Brief: Write out exactly the lines from the one containing "Guideline: one keypoint for each instance of the lips" through the last line of the records below, including both.

== Data provided

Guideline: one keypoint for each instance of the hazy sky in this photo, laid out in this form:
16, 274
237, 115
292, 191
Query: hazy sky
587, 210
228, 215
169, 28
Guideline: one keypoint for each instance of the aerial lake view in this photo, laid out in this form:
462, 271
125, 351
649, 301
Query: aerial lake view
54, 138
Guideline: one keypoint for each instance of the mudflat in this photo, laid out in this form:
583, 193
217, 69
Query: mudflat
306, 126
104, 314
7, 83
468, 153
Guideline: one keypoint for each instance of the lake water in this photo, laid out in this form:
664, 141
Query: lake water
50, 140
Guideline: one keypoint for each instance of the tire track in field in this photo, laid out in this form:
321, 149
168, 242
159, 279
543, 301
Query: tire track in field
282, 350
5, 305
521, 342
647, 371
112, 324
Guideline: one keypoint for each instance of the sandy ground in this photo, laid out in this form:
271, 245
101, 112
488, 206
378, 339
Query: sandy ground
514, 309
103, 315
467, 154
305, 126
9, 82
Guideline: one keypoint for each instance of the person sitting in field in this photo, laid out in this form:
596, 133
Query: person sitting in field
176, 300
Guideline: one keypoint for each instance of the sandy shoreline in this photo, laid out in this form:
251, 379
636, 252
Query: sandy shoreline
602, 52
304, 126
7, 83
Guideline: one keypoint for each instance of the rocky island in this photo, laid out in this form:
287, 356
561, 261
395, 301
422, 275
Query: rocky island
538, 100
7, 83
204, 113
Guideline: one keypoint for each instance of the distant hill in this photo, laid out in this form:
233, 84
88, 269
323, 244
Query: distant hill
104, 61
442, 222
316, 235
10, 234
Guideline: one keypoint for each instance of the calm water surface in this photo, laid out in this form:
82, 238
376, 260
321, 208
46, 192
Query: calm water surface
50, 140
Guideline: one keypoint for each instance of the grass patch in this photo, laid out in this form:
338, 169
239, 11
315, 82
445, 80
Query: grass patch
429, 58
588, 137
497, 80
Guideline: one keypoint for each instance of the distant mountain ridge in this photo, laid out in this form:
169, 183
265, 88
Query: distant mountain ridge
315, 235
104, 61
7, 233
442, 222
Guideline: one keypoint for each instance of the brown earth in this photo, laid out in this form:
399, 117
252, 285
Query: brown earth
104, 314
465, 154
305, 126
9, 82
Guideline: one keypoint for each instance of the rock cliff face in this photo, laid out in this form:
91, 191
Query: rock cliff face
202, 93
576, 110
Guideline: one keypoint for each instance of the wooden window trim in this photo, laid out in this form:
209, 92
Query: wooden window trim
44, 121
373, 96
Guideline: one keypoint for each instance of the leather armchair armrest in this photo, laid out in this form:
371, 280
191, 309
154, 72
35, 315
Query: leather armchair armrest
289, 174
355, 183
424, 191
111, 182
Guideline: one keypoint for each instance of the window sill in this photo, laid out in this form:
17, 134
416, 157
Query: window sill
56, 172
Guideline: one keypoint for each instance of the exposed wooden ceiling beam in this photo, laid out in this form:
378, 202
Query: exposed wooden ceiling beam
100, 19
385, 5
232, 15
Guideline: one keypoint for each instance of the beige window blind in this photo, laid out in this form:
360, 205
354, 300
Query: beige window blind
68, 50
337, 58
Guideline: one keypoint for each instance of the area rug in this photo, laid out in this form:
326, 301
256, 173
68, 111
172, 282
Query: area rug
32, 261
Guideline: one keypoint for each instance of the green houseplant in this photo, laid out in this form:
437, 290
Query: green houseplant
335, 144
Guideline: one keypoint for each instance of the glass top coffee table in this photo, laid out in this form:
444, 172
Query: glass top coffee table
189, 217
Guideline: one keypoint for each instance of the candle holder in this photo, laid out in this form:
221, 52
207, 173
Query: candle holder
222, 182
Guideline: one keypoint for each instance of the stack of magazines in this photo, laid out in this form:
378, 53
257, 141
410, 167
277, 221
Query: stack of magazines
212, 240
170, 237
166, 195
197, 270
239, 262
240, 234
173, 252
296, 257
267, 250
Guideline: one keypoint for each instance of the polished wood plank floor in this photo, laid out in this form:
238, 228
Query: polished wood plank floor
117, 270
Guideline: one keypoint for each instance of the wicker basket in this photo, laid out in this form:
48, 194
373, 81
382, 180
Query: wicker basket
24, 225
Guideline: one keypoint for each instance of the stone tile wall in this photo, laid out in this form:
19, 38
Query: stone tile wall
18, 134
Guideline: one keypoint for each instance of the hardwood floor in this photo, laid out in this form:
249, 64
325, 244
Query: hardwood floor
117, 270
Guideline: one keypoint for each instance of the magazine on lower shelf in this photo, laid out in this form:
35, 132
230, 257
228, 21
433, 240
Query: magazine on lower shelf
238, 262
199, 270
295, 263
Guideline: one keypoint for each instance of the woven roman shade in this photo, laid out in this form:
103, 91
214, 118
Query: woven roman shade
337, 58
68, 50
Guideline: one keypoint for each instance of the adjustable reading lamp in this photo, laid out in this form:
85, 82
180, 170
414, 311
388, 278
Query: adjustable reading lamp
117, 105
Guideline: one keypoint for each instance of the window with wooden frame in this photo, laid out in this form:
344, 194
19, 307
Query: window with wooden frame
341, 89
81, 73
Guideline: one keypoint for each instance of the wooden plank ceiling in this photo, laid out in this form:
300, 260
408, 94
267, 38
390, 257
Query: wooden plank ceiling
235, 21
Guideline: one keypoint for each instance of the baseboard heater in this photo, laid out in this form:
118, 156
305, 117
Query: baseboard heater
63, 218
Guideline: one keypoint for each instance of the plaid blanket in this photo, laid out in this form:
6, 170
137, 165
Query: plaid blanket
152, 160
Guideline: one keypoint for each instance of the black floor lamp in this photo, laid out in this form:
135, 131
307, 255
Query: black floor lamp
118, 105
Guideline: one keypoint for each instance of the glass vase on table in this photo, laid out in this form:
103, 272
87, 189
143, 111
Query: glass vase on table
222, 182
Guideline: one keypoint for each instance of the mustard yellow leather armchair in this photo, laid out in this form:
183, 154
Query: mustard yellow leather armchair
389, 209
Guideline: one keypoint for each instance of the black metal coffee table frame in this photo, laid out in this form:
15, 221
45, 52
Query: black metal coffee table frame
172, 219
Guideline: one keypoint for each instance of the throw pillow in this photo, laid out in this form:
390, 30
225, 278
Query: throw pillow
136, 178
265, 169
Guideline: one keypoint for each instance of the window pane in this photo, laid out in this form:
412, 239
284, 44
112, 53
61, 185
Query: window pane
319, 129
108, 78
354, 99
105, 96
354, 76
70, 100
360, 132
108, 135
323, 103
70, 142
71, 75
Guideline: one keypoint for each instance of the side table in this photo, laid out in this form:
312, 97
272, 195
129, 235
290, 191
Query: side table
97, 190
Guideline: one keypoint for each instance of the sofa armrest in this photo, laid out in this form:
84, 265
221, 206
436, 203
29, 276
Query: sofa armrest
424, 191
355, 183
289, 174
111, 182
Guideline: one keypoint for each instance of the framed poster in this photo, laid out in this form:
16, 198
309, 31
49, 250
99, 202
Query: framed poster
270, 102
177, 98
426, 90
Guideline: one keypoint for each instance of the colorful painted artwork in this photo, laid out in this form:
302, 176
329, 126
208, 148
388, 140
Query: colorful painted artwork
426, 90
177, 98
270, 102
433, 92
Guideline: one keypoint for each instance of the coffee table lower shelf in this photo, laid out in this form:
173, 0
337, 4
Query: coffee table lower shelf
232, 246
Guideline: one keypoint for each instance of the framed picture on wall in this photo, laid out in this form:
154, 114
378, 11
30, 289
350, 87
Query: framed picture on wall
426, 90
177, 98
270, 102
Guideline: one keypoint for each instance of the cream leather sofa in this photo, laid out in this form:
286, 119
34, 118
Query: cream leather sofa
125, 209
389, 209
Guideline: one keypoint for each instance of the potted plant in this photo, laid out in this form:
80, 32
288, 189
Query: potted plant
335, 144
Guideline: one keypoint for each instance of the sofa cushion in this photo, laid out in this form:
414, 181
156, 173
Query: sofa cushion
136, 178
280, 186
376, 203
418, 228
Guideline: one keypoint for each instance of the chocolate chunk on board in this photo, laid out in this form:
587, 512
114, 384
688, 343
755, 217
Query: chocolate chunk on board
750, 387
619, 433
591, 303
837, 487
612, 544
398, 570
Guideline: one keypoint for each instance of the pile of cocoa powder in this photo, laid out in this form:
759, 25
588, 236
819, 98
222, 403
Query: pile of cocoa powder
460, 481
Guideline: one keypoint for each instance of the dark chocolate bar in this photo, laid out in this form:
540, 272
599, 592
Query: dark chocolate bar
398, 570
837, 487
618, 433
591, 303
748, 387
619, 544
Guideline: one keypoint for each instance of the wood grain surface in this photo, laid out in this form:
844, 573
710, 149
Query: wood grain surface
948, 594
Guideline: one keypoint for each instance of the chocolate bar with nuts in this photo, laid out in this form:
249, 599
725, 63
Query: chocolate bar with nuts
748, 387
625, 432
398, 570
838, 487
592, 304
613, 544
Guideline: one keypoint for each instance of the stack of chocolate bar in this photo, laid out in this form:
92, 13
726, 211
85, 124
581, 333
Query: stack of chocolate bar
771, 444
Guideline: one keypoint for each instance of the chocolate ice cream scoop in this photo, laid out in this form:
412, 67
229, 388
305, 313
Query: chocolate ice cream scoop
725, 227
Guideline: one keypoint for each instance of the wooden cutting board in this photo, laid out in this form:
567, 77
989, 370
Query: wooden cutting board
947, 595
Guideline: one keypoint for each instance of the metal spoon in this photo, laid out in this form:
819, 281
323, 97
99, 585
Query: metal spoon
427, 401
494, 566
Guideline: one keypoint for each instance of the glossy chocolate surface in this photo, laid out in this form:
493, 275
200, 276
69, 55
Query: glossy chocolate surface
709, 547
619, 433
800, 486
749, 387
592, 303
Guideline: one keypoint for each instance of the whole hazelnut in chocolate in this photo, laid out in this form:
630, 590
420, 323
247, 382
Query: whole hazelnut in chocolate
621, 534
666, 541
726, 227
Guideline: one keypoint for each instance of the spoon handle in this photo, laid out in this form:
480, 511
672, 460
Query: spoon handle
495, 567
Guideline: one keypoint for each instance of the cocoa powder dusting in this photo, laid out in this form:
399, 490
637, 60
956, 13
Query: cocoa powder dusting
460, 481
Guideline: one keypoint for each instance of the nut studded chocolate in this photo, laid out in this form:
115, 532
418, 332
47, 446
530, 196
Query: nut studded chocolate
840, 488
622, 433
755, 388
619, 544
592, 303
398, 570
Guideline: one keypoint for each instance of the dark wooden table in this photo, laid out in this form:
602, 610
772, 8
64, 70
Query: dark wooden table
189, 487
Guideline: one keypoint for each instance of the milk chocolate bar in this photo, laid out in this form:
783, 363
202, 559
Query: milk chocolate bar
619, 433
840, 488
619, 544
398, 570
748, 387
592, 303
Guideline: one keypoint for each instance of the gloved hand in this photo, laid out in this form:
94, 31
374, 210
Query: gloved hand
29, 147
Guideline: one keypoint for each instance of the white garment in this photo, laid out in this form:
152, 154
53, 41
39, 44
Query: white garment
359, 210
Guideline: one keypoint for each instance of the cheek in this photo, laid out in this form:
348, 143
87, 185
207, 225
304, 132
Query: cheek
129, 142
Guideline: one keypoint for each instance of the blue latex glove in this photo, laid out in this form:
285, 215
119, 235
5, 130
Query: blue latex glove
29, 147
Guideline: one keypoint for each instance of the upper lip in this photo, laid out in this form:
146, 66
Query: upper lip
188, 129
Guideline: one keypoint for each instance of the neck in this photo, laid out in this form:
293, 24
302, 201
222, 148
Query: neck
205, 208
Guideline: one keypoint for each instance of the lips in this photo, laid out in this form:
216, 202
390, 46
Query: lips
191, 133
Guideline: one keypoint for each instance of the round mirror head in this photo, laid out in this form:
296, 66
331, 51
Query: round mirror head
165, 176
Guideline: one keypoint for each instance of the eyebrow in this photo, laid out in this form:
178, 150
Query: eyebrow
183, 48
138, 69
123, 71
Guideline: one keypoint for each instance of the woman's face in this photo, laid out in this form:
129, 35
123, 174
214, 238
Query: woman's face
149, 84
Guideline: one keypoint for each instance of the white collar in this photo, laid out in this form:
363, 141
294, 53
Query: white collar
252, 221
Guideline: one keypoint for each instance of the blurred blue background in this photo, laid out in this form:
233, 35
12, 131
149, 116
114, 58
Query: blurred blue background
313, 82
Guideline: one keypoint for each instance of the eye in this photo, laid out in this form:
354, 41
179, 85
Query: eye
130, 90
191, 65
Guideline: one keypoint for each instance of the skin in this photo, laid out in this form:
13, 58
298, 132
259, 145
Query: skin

====

Output:
Guideline: one keypoint for each instance of the lips in this photo, laid out in this form:
216, 202
390, 46
Query: lips
191, 133
Guideline: one keypoint for each instance of the round mirror head in this photo, laid out in this form:
296, 66
331, 51
Query: round mirror head
165, 176
Guideline: one keypoint for each instance of the eyebrow in this photo, laid out in this form:
178, 150
Query: eyebrow
183, 48
138, 69
123, 71
Guideline: one keypoint for each instance of the woman's face in this photo, laid out in this form:
129, 35
123, 174
214, 238
Query: woman's face
149, 84
Guideline: one keypoint for each instance of the white collar in this photo, laid out in this form:
363, 141
294, 53
Query: white collar
252, 221
Guideline: one keypoint for each instance of the blurred blue background in this photo, laid out in this form:
233, 35
12, 131
149, 116
114, 58
Query: blurred blue background
313, 82
Guideline: one keypoint for each instance of the eye in this photo, laid out in this form:
354, 41
179, 85
Query: eye
130, 90
191, 65
Guideline: one keypoint for each instance of the skin in this photo, laid out in this form:
13, 58
298, 132
259, 145
Query: skin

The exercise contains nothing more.